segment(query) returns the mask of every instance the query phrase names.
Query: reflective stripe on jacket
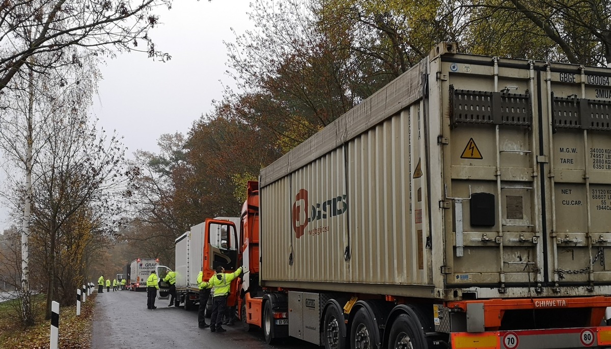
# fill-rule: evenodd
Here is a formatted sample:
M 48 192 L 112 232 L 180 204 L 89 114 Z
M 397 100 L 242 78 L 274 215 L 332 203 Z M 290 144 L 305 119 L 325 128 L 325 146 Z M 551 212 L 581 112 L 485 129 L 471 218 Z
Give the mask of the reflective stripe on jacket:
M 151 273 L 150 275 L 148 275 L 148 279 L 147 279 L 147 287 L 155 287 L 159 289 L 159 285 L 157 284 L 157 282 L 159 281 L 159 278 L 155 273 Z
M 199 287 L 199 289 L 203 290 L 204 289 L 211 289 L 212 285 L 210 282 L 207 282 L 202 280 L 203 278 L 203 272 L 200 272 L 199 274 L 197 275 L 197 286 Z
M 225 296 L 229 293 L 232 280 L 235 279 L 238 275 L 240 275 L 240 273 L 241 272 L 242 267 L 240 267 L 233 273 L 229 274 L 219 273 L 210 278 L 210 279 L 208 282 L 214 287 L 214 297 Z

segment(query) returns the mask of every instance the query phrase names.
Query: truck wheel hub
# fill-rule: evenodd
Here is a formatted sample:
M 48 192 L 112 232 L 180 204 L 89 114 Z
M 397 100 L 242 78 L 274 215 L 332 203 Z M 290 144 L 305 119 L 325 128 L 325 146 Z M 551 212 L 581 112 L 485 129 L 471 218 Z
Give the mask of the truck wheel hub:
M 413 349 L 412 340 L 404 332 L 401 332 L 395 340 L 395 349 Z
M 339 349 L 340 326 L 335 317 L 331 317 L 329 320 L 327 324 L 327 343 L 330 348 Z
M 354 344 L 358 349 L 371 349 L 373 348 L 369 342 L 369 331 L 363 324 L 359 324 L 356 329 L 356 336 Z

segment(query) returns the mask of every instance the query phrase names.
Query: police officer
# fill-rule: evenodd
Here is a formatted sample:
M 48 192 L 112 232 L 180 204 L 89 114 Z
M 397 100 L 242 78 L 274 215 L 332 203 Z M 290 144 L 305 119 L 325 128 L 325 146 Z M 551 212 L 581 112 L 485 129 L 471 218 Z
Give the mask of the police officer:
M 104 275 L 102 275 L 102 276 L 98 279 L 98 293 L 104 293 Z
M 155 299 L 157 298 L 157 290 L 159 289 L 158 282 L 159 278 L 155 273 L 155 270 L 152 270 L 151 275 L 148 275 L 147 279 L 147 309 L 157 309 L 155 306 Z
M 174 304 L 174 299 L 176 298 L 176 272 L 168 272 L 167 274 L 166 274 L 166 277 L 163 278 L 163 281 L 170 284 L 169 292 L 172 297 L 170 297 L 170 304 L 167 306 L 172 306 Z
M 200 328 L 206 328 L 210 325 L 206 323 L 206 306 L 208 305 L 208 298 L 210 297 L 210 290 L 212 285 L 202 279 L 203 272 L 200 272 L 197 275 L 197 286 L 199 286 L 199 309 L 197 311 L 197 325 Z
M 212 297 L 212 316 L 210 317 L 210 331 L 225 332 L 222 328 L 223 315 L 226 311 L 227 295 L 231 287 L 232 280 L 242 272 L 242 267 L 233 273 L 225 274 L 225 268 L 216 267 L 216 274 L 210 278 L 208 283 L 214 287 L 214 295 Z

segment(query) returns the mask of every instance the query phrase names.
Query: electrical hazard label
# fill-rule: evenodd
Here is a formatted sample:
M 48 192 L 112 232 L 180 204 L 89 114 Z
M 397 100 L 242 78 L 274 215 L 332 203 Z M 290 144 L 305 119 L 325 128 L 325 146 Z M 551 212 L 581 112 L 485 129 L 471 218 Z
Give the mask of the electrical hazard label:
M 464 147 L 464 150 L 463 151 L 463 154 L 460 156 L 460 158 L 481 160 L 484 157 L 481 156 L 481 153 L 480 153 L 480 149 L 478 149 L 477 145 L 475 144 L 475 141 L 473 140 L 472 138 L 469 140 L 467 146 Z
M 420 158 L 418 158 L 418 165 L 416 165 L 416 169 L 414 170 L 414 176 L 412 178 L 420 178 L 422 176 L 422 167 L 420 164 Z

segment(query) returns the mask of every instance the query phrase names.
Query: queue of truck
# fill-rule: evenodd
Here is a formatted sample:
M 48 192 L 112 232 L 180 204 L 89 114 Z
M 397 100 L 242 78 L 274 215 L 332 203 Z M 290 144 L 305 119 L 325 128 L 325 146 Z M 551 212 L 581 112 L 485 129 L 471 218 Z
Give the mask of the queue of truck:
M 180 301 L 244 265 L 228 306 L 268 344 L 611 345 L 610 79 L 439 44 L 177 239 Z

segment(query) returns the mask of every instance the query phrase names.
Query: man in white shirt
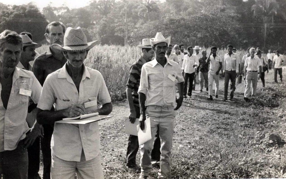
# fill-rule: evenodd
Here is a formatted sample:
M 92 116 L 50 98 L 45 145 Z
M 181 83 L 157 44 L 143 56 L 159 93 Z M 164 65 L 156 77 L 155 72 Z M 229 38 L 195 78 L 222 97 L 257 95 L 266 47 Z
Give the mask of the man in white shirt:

****************

◆ Given task
Quote all of the items above word for word, leaving out the pictures.

◆ Written answer
segment(query) returns the mask of every instance the query phrase names.
Query: reflective stripe on jacket
# fill-rule: evenodd
Here is a formatted sample:
M 48 192 L 112 232 L 180 204 L 89 114 Z
M 397 100 L 242 78 L 274 215 L 332 203 Z M 290 144 L 305 119 L 325 128 L 325 146 Z M 551 212 L 581 112 L 485 129 L 471 218 Z
Give the mask of the reflective stripe on jacket:
M 151 273 L 150 275 L 148 275 L 148 279 L 147 279 L 147 287 L 155 287 L 159 289 L 159 285 L 157 284 L 157 282 L 159 281 L 159 278 L 155 273 Z
M 199 287 L 199 289 L 203 290 L 204 289 L 211 289 L 212 285 L 210 282 L 207 282 L 202 280 L 203 278 L 203 272 L 200 272 L 199 274 L 197 275 L 197 286 Z
M 225 296 L 229 293 L 232 280 L 235 279 L 238 275 L 240 275 L 240 273 L 241 272 L 242 267 L 240 267 L 233 273 L 229 274 L 219 273 L 210 278 L 210 279 L 208 282 L 214 287 L 214 297 Z

segment(query) returns the mask of every instance the query phrase names.
Query: truck wheel hub
# fill-rule: evenodd
Here is a formatted sample:
M 48 192 L 112 232 L 180 204 L 89 114 Z
M 397 100 L 242 78 L 274 215 L 332 203 Z M 290 144 L 305 119 L 325 128 L 325 146 Z M 551 212 L 581 112 L 485 129 L 471 218 Z
Give the mask of the truck wheel hub:
M 413 349 L 412 340 L 404 332 L 401 332 L 395 340 L 395 349 Z
M 339 349 L 340 326 L 335 317 L 331 317 L 329 320 L 327 324 L 327 343 L 330 348 Z
M 354 344 L 358 349 L 371 349 L 373 348 L 369 342 L 369 331 L 363 324 L 359 324 L 356 329 L 356 336 Z

segment(query) returns the mask of every instance the query phrase names.
Query: police officer
# fill-rule: evenodd
Here is a formatted sample:
M 48 192 L 112 232 L 180 204 L 89 114 Z
M 397 100 L 242 78 L 274 215 L 332 203 Z M 290 144 L 305 119 L 325 128 L 325 146 Z M 551 212 L 581 112 L 485 129 L 471 218 Z
Give the mask of the police officer:
M 104 275 L 102 275 L 102 276 L 98 279 L 98 293 L 104 293 Z
M 155 299 L 157 298 L 157 290 L 159 289 L 158 282 L 159 278 L 155 273 L 155 270 L 152 270 L 151 275 L 148 275 L 147 279 L 147 309 L 157 309 L 155 306 Z
M 174 304 L 174 299 L 176 298 L 176 272 L 168 272 L 167 274 L 166 274 L 166 277 L 163 278 L 163 281 L 170 284 L 169 292 L 172 297 L 170 297 L 170 304 L 167 306 L 172 306 Z
M 200 328 L 206 328 L 210 325 L 206 323 L 206 306 L 208 305 L 208 298 L 210 297 L 210 290 L 212 285 L 202 279 L 203 272 L 200 272 L 197 275 L 197 286 L 199 286 L 199 309 L 197 311 L 197 325 Z
M 212 297 L 212 316 L 210 317 L 210 331 L 225 332 L 222 328 L 223 315 L 226 311 L 227 295 L 231 287 L 232 280 L 242 272 L 242 267 L 233 273 L 225 274 L 225 268 L 216 267 L 216 274 L 210 278 L 208 283 L 214 287 L 214 295 Z

segment(query) returns the mask of every instance the query phrase names.
Query: electrical hazard label
# fill-rule: evenodd
Here is a formatted sample:
M 48 192 L 112 232 L 180 204 L 89 114 Z
M 397 100 L 242 78 L 274 215 L 332 203 Z M 290 144 L 305 119 L 325 128 L 325 146 Z M 551 212 L 581 112 L 485 129 L 471 218 Z
Give the mask of the electrical hazard label:
M 464 147 L 464 150 L 463 151 L 463 154 L 460 156 L 460 158 L 481 160 L 484 157 L 481 156 L 481 153 L 480 153 L 480 149 L 478 149 L 477 145 L 475 144 L 475 141 L 473 140 L 472 138 L 469 140 L 467 146 Z
M 420 158 L 418 158 L 418 165 L 416 165 L 416 169 L 414 170 L 414 176 L 412 178 L 420 178 L 422 176 L 422 167 L 420 164 Z

segment(query) returns the mask of every instance the query phrase names.
Query: queue of truck
# fill-rule: evenodd
Here is a formatted sample:
M 48 192 L 112 232 L 180 204 L 89 114 Z
M 397 100 L 242 78 L 274 215 L 332 203 Z M 290 144 L 305 119 L 325 128 L 325 146 Z M 551 212 L 581 112 L 485 129 L 471 218 Z
Give the mask of the queue of truck:
M 180 301 L 244 265 L 228 306 L 268 344 L 611 345 L 610 79 L 439 44 L 177 239 Z

segment(query) returns the mask of every instance the query phrase names.
Query: man in white shirt
# fill-rule: evenodd
Here is a formatted sample:
M 92 116 L 50 98 L 45 145 Z
M 181 83 L 157 44 L 143 56 L 159 93 Z M 164 65 L 156 77 L 155 72 Z M 229 38 L 195 78 L 222 97 L 257 95 L 266 47 Z
Give the mask of the man in white shirt:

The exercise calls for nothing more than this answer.